**ISTRUZIONI**
**1.** Riporta il tratto del brano sulle condanne del Papa da "In quello stesso" a "dei loro genitori.".
**2.** Nel brano sulle condanne del Papa, quale logica accomuna tutti i crimini elencati?

**BRANO DI PARTENZA**
******

In quello stesso passo, il Papa condanna il relativismo, lo sfruttamento sessuale dei bambini, l’abbandono degli anziani, ritenuti “improduttivi”, così come la tratta di esseri umani, la criminalità organizzata, il narcotraffico, il commercio di diamanti insanguinati, l’acquisto di organi dei poveri allo scopo di venderli o di utilizzarli per la sperimentazione, o lo scarto di bambini perché non rispondono al desiderio dei loro genitori.

Sono tutti crimini, spiega, che hanno un’unica matrice, ovvero «la stessa logica “usa e getta” che produce tanti rifiuti solo per il desiderio disordinato di consumare più di quello di cui realmente si ha bisogno».

******

[Voci di annotazione con coordinate]
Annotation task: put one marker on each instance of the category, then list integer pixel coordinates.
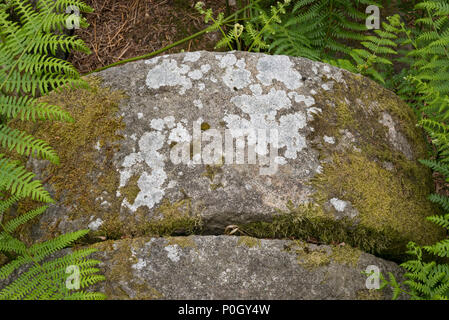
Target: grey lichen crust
(334, 128)
(220, 267)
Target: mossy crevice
(310, 221)
(249, 242)
(121, 261)
(311, 257)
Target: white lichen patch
(173, 252)
(262, 111)
(278, 68)
(150, 184)
(308, 100)
(197, 103)
(236, 76)
(169, 74)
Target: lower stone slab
(229, 267)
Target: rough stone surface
(227, 267)
(345, 145)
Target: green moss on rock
(249, 242)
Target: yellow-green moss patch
(121, 271)
(183, 242)
(393, 206)
(249, 242)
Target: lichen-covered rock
(227, 267)
(329, 155)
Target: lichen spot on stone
(168, 73)
(236, 76)
(192, 56)
(278, 68)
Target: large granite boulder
(268, 146)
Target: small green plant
(250, 35)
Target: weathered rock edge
(349, 148)
(228, 267)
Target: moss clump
(249, 242)
(174, 218)
(86, 177)
(309, 221)
(120, 270)
(395, 207)
(307, 257)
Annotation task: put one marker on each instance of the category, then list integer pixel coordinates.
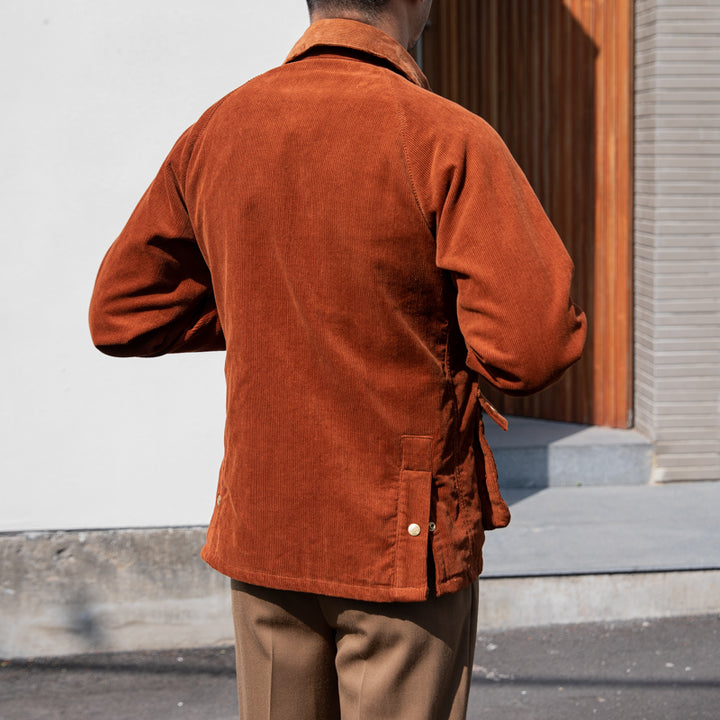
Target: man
(365, 251)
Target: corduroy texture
(363, 249)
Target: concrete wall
(94, 95)
(677, 235)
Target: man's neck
(385, 21)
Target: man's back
(369, 248)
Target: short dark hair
(371, 7)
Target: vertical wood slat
(554, 78)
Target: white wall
(94, 93)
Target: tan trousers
(309, 657)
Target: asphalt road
(656, 670)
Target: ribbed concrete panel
(677, 235)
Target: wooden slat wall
(554, 78)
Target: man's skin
(403, 20)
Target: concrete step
(544, 453)
(596, 554)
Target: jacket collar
(358, 36)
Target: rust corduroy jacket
(364, 250)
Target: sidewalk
(604, 553)
(645, 670)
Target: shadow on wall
(528, 68)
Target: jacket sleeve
(511, 270)
(153, 293)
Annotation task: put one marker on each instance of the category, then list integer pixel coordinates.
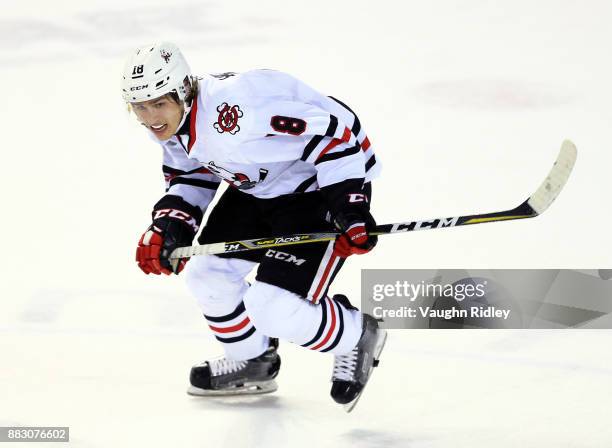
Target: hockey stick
(535, 205)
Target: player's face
(161, 116)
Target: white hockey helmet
(154, 70)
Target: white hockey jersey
(267, 134)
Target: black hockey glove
(175, 224)
(349, 206)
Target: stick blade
(556, 179)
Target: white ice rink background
(467, 104)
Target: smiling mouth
(160, 128)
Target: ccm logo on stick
(283, 256)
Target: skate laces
(223, 366)
(344, 365)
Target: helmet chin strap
(186, 110)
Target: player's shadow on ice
(246, 402)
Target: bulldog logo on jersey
(227, 121)
(165, 55)
(237, 180)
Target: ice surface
(467, 104)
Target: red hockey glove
(350, 213)
(171, 228)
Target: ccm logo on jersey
(283, 256)
(357, 197)
(176, 214)
(227, 121)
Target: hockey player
(296, 161)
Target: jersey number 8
(288, 125)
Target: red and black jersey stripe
(233, 327)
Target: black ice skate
(352, 371)
(223, 377)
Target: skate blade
(254, 388)
(348, 407)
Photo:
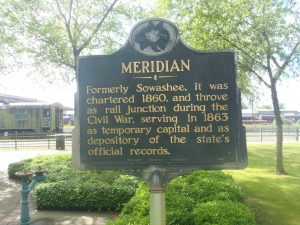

******

**RISPOSTE**
**1.**
In quello stesso passo, il Papa condanna il relativismo, lo sfruttamento sessuale dei bambini, l’abbandono degli anziani, ritenuti “improduttivi”, così come la tratta di esseri umani, la criminalità organizzata, il narcotraffico, il commercio di diamanti insanguinati, l’acquisto di organi dei poveri allo scopo di venderli o di utilizzarli per la sperimentazione, o lo scarto di bambini perché non rispondono al desiderio dei loro genitori.

**2.** La logica "usa e getta".